What needs to be done
Pick out and copy every line of the material below that contains the string "head". The match is case-sensitive.
+ + +
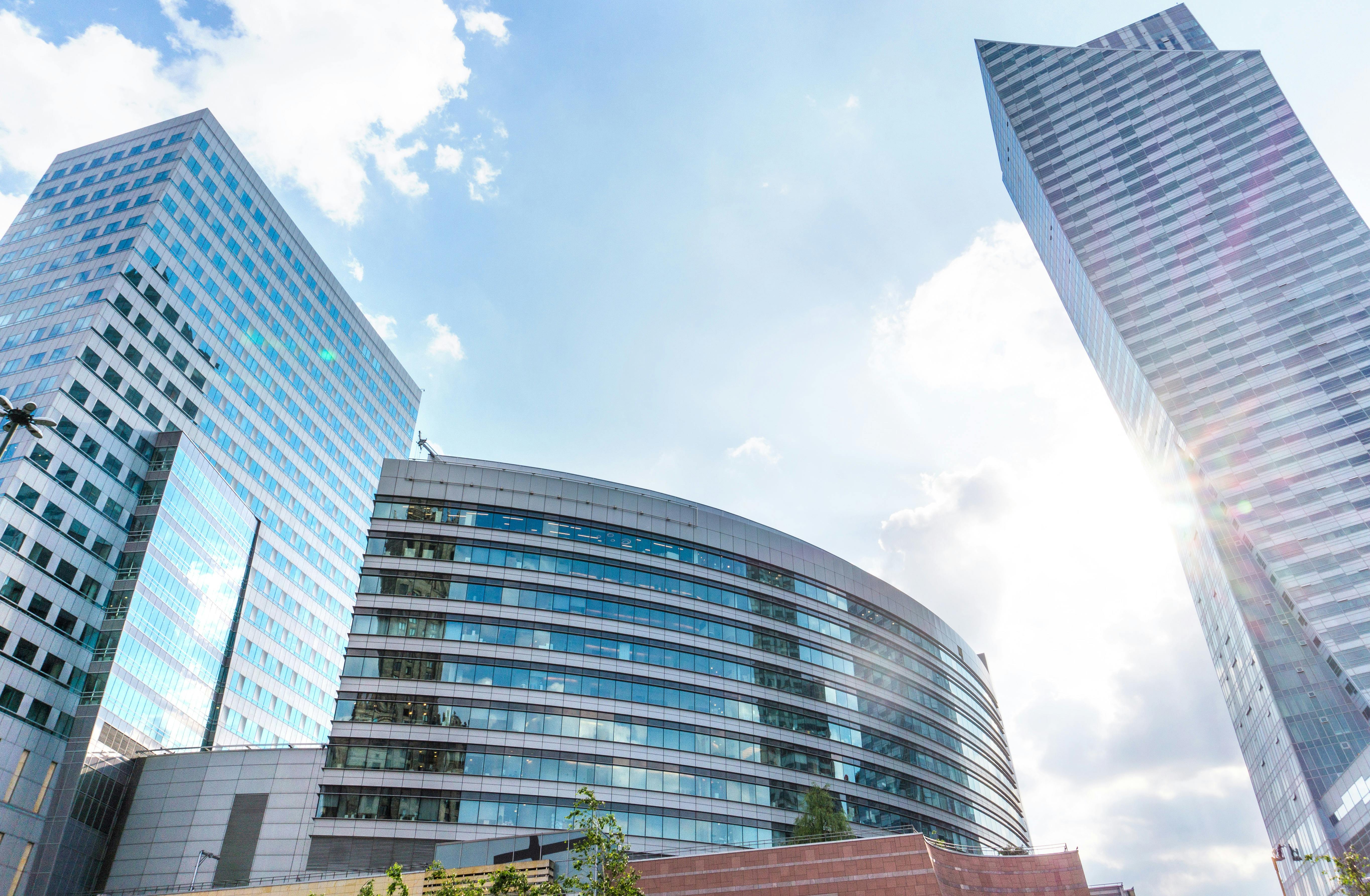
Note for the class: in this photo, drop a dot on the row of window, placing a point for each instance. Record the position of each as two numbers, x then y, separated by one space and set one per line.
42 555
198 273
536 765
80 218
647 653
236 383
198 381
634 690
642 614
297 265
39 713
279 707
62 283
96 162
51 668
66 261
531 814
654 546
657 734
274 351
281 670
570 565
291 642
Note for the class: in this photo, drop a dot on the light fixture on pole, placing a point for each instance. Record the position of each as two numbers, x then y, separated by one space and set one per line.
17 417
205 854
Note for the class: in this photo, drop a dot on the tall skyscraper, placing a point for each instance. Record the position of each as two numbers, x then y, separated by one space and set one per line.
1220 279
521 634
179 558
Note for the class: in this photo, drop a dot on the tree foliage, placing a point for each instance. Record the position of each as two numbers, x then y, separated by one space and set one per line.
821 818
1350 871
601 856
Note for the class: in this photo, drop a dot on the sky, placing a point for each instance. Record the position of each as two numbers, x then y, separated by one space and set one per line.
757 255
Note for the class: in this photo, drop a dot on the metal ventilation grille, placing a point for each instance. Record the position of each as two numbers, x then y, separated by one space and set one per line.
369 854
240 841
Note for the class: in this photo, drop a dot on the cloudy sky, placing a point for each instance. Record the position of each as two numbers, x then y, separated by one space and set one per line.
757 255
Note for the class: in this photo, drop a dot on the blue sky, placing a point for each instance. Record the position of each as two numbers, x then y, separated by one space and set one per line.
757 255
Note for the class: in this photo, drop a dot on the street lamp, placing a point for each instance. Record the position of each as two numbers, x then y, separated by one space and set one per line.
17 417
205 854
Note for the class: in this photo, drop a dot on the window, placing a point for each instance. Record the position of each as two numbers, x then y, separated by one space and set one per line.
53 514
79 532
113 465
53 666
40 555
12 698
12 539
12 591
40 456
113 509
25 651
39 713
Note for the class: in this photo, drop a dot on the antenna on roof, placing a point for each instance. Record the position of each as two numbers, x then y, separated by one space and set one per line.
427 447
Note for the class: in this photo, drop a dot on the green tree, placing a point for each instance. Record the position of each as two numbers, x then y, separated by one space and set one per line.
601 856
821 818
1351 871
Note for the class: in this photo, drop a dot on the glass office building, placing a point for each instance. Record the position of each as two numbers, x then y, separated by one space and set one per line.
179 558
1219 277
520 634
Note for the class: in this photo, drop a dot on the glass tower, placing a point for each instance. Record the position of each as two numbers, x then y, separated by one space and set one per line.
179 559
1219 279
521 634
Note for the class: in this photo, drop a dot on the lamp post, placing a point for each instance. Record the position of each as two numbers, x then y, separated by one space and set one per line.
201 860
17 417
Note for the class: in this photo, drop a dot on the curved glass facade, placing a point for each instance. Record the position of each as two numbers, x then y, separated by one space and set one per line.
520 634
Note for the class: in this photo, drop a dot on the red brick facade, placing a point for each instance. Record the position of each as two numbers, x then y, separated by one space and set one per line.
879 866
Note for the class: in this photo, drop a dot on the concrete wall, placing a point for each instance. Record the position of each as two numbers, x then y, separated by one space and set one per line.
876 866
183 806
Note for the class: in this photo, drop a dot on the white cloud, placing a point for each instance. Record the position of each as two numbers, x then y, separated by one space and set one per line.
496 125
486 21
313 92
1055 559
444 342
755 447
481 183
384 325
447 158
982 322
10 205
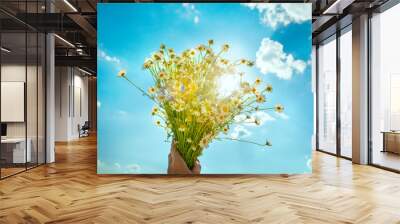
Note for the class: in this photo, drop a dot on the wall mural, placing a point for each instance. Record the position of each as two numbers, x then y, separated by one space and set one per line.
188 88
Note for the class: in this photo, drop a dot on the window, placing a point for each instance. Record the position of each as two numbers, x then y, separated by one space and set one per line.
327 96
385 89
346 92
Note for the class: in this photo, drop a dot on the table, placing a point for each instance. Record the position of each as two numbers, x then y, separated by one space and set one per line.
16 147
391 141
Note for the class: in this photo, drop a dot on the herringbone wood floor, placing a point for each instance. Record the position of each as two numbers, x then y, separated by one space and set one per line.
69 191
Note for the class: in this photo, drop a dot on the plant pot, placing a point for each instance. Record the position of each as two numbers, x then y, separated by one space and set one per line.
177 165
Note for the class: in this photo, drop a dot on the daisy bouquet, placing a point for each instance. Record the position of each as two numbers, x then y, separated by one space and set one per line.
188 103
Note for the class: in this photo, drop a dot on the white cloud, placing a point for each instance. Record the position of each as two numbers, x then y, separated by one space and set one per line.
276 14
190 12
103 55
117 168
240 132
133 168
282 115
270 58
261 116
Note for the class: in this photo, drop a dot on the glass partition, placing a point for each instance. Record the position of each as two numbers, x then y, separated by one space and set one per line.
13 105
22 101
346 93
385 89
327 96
+ + +
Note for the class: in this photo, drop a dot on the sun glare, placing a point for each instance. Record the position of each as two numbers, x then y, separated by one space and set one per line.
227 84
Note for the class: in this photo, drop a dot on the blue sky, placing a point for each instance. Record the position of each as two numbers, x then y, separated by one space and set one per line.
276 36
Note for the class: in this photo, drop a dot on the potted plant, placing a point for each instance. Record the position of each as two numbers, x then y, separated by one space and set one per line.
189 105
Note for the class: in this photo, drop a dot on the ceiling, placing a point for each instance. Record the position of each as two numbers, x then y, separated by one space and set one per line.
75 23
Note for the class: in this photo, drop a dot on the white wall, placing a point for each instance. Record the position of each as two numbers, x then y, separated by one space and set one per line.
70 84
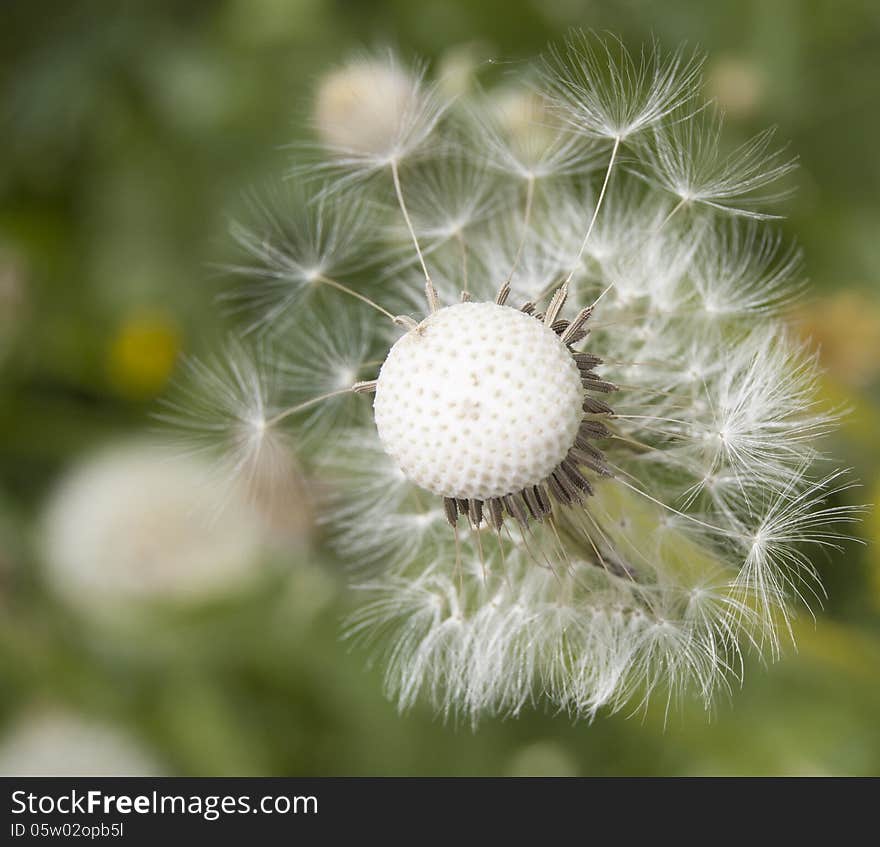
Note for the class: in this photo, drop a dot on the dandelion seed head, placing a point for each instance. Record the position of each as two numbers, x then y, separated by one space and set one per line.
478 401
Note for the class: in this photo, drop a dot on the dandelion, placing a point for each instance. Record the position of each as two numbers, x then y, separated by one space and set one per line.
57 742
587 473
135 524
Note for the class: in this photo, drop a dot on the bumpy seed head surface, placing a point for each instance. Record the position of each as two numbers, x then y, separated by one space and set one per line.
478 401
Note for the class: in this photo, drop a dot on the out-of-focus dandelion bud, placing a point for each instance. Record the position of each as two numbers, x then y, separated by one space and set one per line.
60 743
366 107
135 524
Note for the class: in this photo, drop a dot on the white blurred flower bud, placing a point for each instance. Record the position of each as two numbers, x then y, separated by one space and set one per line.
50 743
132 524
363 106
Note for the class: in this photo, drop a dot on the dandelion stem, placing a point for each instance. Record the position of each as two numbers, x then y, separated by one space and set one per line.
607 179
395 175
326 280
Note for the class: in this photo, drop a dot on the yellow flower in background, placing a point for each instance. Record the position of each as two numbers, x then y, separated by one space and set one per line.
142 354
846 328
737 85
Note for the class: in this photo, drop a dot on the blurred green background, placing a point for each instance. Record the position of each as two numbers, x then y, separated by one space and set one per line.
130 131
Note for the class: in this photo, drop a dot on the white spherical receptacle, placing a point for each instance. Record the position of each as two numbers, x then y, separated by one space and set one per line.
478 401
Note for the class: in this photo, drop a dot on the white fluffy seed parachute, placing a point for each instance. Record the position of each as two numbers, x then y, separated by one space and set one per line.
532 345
+ + +
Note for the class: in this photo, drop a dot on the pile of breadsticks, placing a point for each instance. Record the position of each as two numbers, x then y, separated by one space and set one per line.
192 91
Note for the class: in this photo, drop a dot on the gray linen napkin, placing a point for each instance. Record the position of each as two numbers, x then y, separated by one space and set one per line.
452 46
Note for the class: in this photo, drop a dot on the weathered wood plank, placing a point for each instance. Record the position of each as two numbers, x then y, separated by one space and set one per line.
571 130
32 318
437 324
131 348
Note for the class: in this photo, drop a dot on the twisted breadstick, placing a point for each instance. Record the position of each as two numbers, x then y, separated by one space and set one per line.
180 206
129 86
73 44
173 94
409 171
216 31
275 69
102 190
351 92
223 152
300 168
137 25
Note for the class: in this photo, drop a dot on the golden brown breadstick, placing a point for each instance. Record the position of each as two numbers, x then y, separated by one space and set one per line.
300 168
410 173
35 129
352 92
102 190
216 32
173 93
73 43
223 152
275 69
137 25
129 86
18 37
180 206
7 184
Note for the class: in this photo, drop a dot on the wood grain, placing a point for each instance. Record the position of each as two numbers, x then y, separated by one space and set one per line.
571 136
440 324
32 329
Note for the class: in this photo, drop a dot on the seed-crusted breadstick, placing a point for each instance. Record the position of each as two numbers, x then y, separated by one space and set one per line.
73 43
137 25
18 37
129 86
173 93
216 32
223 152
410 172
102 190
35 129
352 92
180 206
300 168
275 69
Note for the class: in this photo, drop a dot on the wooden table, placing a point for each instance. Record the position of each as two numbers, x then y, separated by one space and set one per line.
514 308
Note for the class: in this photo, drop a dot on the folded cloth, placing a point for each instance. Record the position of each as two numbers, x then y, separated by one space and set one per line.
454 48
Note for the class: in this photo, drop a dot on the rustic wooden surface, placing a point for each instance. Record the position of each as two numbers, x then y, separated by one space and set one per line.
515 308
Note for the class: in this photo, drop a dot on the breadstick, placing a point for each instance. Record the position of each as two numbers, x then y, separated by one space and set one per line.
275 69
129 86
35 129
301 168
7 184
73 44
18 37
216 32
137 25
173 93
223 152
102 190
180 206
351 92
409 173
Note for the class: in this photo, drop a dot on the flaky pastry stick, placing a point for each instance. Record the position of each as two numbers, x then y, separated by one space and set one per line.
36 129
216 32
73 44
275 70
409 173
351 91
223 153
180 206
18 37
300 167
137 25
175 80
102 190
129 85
+ + +
Final result
Note for the class: in this photo, drop a dot on the dandelion seed head, placing a point for each instance. Record the position of each as two numbers, x then y, separated by one space and set one per line.
Note for the class: in this photo, drop a dot on the bumpy seed head surface, placing a point for each instance. Record the position of each as two numbers, x then y, separated by one space and set one per line.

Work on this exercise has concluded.